• _Excerto apresentado_:

▬▬▬▬▬▬▬▬▬▬

Ora, na sentença recorrida, foi considerado que:
- (i) O arguido, condutor de um veículo ligeiro de passageiros, submetido ao teste de despistagem de alcoolemia através de ar expirado, acusou uma TAS de 2,70 g/l;
-(ii) Tendo-lhe sido ordenado que efetuasse novo teste em aparelho de pesquisa por ar expirado, desta feita pelo método quantitativo, efetuou nove sopros, que foram insuficientes para a pesquisa visada, porquanto o aparelho acusou, sucessivamente, “amostra incorreta”, “sopro insuficiente” e “amostra incorreta”;
-(iii) Fez tais sopros sempre mediante ordens do agente policial, que lhe  explicou, pelo menos por três vezes, como efetuar o sopro de modo a obter resultados e que o advertiu de que, caso não soprasse de forma a obter a obter esse resultado, incorria na prática de um crime de desobediência;
- (iv) Sabendo que a ordem de sopro tinha emitida por uma autoridade competente para tanto, em conformidade com a lei, decidiu desobedecer, recusando a realização do referido teste;
- (v) Ao agir da forma descrita, livre e deliberada e conscientemente, visou não ser submetido às provas de deteção do estado de influência do álcool o que conseguiu;
- (vi) Antes da fiscalização o arguido tinha estado a ingerir cervejas tendo conhecimento de que é proibido por lei conduzir depois de estar a ingerir bebidas alcoólicas.

▬▬▬▬▬▬▬▬▬▬

[Dados guardados]
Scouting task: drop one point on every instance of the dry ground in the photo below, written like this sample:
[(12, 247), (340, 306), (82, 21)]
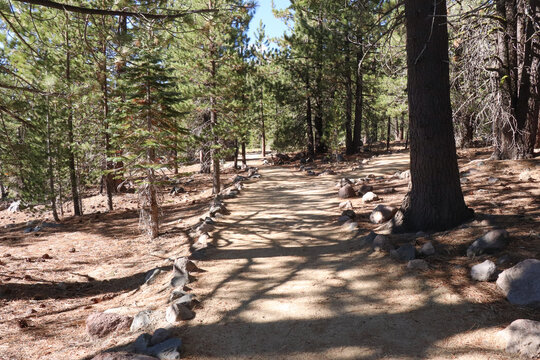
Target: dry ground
[(283, 282)]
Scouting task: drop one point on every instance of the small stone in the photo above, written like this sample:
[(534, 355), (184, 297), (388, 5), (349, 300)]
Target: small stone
[(167, 350), (490, 242), (365, 189), (345, 205), (349, 213), (160, 335), (346, 191), (142, 343), (427, 249), (381, 243), (522, 337), (369, 197), (141, 321), (350, 226), (122, 356), (151, 276), (417, 264), (382, 213), (102, 324), (483, 271), (176, 312), (520, 284)]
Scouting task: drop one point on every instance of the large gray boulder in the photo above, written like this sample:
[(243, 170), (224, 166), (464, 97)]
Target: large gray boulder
[(490, 242), (346, 191), (483, 271), (122, 356), (405, 252), (381, 243), (102, 324), (522, 337), (382, 213), (521, 283)]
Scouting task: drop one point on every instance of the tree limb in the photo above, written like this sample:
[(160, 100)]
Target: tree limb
[(83, 10)]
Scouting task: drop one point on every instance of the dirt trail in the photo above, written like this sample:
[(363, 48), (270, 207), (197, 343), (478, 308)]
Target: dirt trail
[(285, 283)]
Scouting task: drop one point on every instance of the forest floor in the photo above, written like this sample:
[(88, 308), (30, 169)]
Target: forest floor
[(282, 280)]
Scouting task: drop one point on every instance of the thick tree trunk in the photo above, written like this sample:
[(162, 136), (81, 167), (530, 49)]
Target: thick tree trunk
[(388, 135), (309, 121), (435, 200), (349, 144), (263, 130), (52, 194), (358, 106), (151, 181), (71, 141), (244, 159), (109, 166)]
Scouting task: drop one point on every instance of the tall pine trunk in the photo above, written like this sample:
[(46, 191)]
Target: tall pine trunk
[(435, 200), (358, 106), (71, 141)]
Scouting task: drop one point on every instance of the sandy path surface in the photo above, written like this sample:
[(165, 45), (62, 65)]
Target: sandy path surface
[(285, 283)]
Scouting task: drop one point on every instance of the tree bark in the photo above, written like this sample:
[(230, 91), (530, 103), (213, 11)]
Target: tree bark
[(435, 200), (359, 98), (71, 141), (244, 160), (349, 144), (52, 194), (309, 121)]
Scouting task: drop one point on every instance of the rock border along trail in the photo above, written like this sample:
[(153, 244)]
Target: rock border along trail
[(284, 281)]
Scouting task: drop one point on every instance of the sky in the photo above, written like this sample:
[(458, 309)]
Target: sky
[(274, 27)]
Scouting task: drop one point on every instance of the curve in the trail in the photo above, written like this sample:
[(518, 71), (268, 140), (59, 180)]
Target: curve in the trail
[(284, 283)]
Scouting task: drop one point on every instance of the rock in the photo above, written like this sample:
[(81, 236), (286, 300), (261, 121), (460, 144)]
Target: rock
[(122, 356), (14, 206), (160, 335), (345, 205), (350, 226), (427, 249), (344, 182), (417, 264), (142, 343), (349, 213), (167, 350), (141, 321), (381, 243), (180, 273), (151, 276), (520, 284), (492, 241), (369, 197), (365, 189), (522, 337), (205, 228), (178, 311), (382, 213), (483, 271), (346, 191), (405, 252), (252, 171), (102, 324), (343, 219), (405, 174), (177, 294), (239, 178)]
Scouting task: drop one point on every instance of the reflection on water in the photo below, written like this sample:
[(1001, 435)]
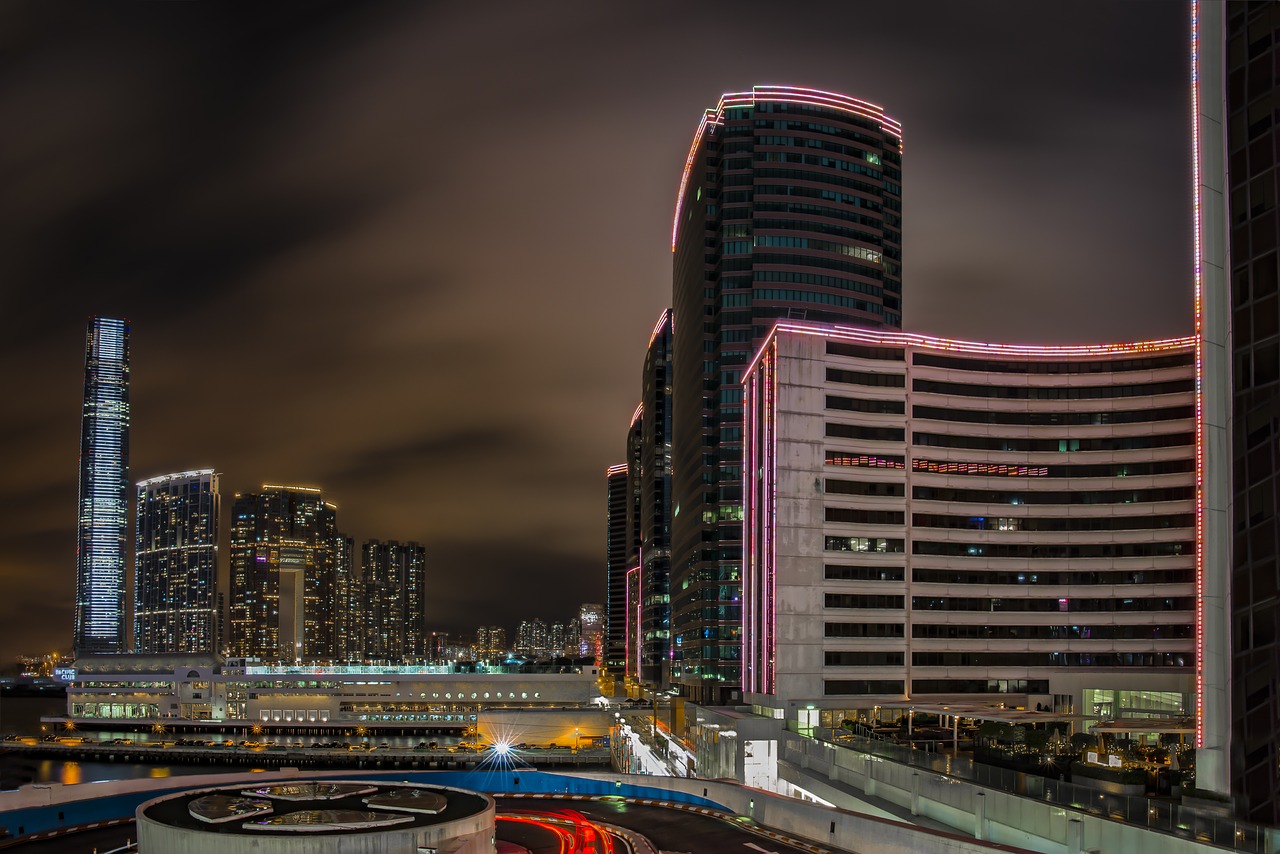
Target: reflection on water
[(16, 771)]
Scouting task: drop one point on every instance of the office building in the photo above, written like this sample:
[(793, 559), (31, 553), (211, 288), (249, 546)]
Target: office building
[(104, 489), (176, 565), (960, 524), (284, 561), (789, 206), (393, 596), (1252, 46), (617, 561)]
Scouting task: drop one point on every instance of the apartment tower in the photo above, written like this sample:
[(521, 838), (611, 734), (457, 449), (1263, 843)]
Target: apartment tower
[(284, 553)]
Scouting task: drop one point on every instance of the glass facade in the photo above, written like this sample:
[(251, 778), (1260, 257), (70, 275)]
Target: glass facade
[(104, 489), (790, 206), (286, 552), (176, 569), (392, 599)]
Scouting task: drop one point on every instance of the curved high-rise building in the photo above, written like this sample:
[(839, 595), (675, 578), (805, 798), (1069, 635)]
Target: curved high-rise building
[(790, 206), (104, 489), (937, 521)]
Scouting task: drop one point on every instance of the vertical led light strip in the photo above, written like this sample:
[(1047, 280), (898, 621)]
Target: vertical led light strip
[(639, 571), (768, 515), (749, 531), (1200, 380), (1212, 401), (632, 625)]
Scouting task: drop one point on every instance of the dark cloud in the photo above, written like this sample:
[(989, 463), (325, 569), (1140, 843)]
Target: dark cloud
[(412, 252)]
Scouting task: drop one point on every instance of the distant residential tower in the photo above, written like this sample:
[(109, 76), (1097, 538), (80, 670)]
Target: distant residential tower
[(284, 555)]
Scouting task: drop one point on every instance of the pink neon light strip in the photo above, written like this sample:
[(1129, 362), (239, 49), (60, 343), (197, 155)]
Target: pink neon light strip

▬▬▬▬▬▬▬▬▬▬

• _Complete o seguinte_:
[A] Responda a estas perguntas sobre o excerto relativo ao teste de alcoolemia:
(i) Que TAS acusou o arguido no teste de despistagem?
(ii) Quantos sopros efetuou o arguido no novo teste pelo método quantitativo?
(iii) Que bebidas tinha o arguido estado a ingerir antes da fiscalização?
[B] Prossiga com o excerto relativo ao teste de alcoolemia, começando a seguir à última frase apresentada.
Os itens provêm de uma fonte diferente da do excerto.

• _Respostas por tarefa_:
[A]
(i) 2,70 g/l.
(ii) Nove.
(iii) Cervejas.

[B]
Em face do exposto se percebe que a sentença recorrida confundiu (i) proibição de conduzir com taxa de álcool superior a 1,20g/l e proibição de conduzir após ingestão de bebidas alcoólica, por um lado – pois aí se afirmou erradamente que é “proibido por lei conduzir depois de estar a ingerir bebidas alcoólicas”, o que não tem correspondência com o texto penal - e (ii) recusa de submissão ao teste com recusa de produção de um sopro apto a ser medido pelo aparelho em causa, por outro – pois tanto se afirmou que o arguido soprou por nove vezes, em obediência à ordem que lhe estava a ser dada pelo agente da GNR, como afirmou que se recusou a realizar o teste e que conseguiu não ser submetido à prova de deteção do estado de alcoolemia.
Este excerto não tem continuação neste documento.